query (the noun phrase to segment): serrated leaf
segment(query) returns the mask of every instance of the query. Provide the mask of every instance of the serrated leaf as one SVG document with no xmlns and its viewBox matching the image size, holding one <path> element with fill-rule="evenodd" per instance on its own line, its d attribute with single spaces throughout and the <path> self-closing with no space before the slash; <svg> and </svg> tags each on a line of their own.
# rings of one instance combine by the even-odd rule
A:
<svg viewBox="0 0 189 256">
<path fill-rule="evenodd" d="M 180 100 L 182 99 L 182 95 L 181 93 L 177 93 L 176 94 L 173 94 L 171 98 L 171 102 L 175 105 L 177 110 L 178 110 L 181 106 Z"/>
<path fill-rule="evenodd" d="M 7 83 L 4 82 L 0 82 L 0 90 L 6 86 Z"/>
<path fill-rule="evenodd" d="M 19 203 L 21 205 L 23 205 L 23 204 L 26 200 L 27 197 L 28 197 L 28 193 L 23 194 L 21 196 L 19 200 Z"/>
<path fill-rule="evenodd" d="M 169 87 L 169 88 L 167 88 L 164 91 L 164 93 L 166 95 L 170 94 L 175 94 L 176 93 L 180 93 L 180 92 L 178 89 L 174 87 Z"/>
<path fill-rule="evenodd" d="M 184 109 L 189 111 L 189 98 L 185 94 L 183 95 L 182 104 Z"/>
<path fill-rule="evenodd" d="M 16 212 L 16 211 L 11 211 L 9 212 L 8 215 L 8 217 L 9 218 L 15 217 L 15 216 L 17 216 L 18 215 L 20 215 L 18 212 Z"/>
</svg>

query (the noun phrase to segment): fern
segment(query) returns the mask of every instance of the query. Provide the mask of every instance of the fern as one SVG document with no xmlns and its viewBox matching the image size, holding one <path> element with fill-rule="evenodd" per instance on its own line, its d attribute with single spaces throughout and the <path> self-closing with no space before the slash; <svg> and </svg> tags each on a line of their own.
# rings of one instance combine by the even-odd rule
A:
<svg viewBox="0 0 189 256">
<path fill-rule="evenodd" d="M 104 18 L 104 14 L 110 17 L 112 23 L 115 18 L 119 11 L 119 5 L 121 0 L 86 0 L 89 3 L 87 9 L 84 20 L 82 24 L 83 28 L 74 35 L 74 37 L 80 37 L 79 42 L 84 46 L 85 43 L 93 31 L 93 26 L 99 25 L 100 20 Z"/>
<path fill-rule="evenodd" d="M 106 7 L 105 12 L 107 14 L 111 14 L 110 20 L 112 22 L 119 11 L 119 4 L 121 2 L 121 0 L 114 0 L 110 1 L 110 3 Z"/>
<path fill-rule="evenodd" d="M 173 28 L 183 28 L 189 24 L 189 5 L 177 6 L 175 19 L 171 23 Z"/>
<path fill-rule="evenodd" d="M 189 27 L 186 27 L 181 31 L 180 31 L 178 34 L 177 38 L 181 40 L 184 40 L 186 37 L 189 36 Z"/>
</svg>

····················

Work required:
Change "instance" to "occurrence" everywhere it appears in the listing, and reproduce the listing with nothing else altered.

Solution below:
query (the noun phrase to segment): serrated leaf
segment(query) returns the mask of every occurrence of the query. Provide the mask of every occurrence of the serrated leaf as one SVG document with no xmlns and its viewBox matching the image size, holding one <path> element with fill-rule="evenodd" per occurrence on its own line, its d attribute with single spaces throughout and the <path> self-closing with no space before the slash; <svg> and </svg> tags each on a line of their own.
# rings of one occurrence combine by the even-odd rule
A:
<svg viewBox="0 0 189 256">
<path fill-rule="evenodd" d="M 180 100 L 182 99 L 182 95 L 181 93 L 177 93 L 176 94 L 173 94 L 171 98 L 171 102 L 175 105 L 177 110 L 178 110 L 181 106 Z"/>
<path fill-rule="evenodd" d="M 7 83 L 4 82 L 0 82 L 0 90 L 6 86 Z"/>
<path fill-rule="evenodd" d="M 19 203 L 21 205 L 23 205 L 23 204 L 26 200 L 27 197 L 28 197 L 28 193 L 23 194 L 21 196 L 19 200 Z"/>
<path fill-rule="evenodd" d="M 169 87 L 169 88 L 167 88 L 164 91 L 164 93 L 166 95 L 170 94 L 175 94 L 176 93 L 180 93 L 180 92 L 178 89 L 174 87 Z"/>
<path fill-rule="evenodd" d="M 184 109 L 189 111 L 189 98 L 185 94 L 183 95 L 182 104 Z"/>
<path fill-rule="evenodd" d="M 16 212 L 16 211 L 11 211 L 9 212 L 8 215 L 8 217 L 9 218 L 15 217 L 15 216 L 17 216 L 18 215 L 20 215 L 18 212 Z"/>
</svg>

query (the noun phrase to segment): fern
segment(query) returns the mask of every occurrence of the query. Provide the mask of every occurrence of the fern as one SVG document with no xmlns and its viewBox matching the image size, holding one <path> element with fill-rule="evenodd" per occurrence on its own line, its d attribute with single spaces throughout and the <path> self-closing with no space before the slash; <svg> and </svg> tags each on a line of their own.
# rings of one occurrence combine by the even-odd rule
A:
<svg viewBox="0 0 189 256">
<path fill-rule="evenodd" d="M 104 18 L 104 14 L 110 17 L 112 23 L 115 18 L 119 11 L 119 5 L 121 0 L 86 0 L 89 3 L 87 9 L 84 20 L 82 24 L 83 28 L 74 35 L 74 37 L 80 37 L 79 42 L 84 46 L 85 43 L 93 31 L 93 26 L 99 25 L 100 20 Z"/>
<path fill-rule="evenodd" d="M 106 7 L 105 12 L 107 14 L 111 14 L 110 20 L 112 22 L 119 11 L 119 4 L 121 2 L 121 0 L 114 0 L 110 1 L 110 3 Z"/>
<path fill-rule="evenodd" d="M 173 28 L 183 28 L 189 24 L 189 5 L 177 6 L 175 19 L 171 23 Z"/>
<path fill-rule="evenodd" d="M 189 27 L 186 27 L 181 31 L 180 31 L 178 34 L 177 38 L 181 40 L 184 40 L 186 37 L 189 36 Z"/>
</svg>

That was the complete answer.